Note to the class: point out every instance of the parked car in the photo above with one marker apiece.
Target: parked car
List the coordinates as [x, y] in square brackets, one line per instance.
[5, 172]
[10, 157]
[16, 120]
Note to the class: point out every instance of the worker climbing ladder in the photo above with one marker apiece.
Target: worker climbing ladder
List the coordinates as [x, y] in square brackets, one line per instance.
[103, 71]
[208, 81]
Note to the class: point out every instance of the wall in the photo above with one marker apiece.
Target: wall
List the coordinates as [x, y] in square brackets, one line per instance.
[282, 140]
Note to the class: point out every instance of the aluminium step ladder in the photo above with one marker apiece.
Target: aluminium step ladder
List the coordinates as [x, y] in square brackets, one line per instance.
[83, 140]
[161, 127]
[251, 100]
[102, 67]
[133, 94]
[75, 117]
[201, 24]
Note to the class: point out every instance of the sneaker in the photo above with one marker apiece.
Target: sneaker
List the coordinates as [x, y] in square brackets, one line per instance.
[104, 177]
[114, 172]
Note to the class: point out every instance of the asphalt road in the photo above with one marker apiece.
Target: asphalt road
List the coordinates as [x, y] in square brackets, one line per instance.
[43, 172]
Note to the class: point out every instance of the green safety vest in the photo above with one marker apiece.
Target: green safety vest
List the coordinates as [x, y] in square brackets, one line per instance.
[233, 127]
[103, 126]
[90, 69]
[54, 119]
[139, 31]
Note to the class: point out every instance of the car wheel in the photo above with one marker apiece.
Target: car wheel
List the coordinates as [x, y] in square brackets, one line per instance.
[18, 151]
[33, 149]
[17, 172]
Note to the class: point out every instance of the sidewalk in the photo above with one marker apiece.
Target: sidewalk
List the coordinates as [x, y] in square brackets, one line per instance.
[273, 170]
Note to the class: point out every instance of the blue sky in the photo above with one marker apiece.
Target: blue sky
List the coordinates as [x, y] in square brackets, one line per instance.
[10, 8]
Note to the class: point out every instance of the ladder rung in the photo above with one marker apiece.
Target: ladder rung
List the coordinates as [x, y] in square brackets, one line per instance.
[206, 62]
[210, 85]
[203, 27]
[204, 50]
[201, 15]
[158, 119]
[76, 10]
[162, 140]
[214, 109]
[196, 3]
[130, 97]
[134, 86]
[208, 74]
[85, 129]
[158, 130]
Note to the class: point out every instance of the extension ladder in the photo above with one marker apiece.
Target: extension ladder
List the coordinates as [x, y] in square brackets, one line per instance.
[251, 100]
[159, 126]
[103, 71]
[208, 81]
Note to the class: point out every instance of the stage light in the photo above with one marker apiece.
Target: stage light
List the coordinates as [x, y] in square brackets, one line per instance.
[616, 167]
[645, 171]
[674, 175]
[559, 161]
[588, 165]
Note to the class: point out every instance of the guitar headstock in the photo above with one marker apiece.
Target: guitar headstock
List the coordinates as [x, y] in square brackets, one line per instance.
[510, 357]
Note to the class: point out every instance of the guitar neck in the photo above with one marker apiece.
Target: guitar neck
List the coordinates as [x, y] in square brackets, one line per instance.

- Direction: Reproduce every row above word for word, in its original order, without changing any line.

- Result of this task:
Note to the class: point out every instance of the parked car in the photo above with one marker apiece.
Target: parked car
List the coordinates as [x, y] in square brackets, one line per instance.
[5, 172]
[10, 157]
[16, 120]
Note to the class: point out every instance of the worker climbing ladder in the photo above with one marker apiece.
Target: worker climbing ladder
List the coordinates as [x, y] in square brackets, one line per instance.
[103, 71]
[208, 81]
Note to the class: point out every instance of the wall in the photo above with one marker apiece.
Target: wall
List the coordinates as [x, y] in square brackets, one line per instance.
[282, 140]
Note to the class: point out every instance of the aluminium step ladder in the photo above with one marker apiece.
Target: aluminium step ladder
List the coordinates as [x, y] in square brackets, one line per instance.
[83, 140]
[161, 127]
[251, 100]
[102, 67]
[133, 94]
[75, 117]
[201, 24]
Note to the class: point out every instance of the sneaker in the photo above with one marker apiece.
Target: sneaker
List the coordinates as [x, y] in square brackets, one line per instance.
[104, 177]
[114, 172]
Note to the class: point out every instance of the asphalt road in the photo above with one marker apiece.
Target: asphalt road
List the coordinates as [x, y] in square brackets, one line per instance.
[43, 172]
Note to the class: point out every instance of the green safety vest in the photo above with one marker apiece.
Target: green safety vest
List the coordinates as [x, y] in square brackets, one line per instance.
[233, 127]
[103, 126]
[90, 69]
[54, 119]
[139, 31]
Note to the class: point out every instance of the car wheel in the photo above with one marker apiece.
Target: car wheel
List the coordinates as [x, y] in square brackets, one line per instance.
[18, 151]
[33, 149]
[17, 172]
Note to the class: point out every instance of the sidewalk in the photo above with one marker apiece.
Target: sidewalk
List the coordinates as [x, y] in square brackets, one line per instance.
[273, 170]
Note to the class: point out every instance of the blue sky in the photo above with one marker apiece.
Target: blue sky
List the coordinates as [x, y] in square brackets, one line per instance.
[10, 8]
Note to the class: point out every instance of the ladder rung in the photo above with one marker apiece.
Target: ladder rung
List the coordinates as [x, y] in square brackets, one line per instance.
[206, 62]
[210, 85]
[203, 27]
[204, 50]
[201, 15]
[158, 119]
[76, 10]
[162, 140]
[214, 109]
[196, 3]
[130, 97]
[134, 86]
[208, 74]
[85, 129]
[158, 130]
Note to the class: point out every instance of the extension ladder in the photo above with one marker apiece.
Target: extension ladder
List the coordinates as [x, y] in square brackets, one line per instance.
[251, 100]
[159, 126]
[103, 71]
[208, 81]
Note to the class: point out every instance of the stage light in the photo above with one marker apiece.
Target: stage light
List the coordinates as [x, y] in square brackets, one line per instance.
[616, 167]
[645, 171]
[674, 175]
[559, 161]
[588, 165]
Note to the class: point out every instance of the guitar headstock in the photo above with one marker apiece.
Target: guitar headstock
List the coordinates as [x, y] in square brackets, one line per instance.
[510, 357]
Note to the class: point out every instance of the guitar neck in the photo above with one marker apiece.
Target: guitar neck
List the coordinates as [x, y] in square brackets, one line per instance.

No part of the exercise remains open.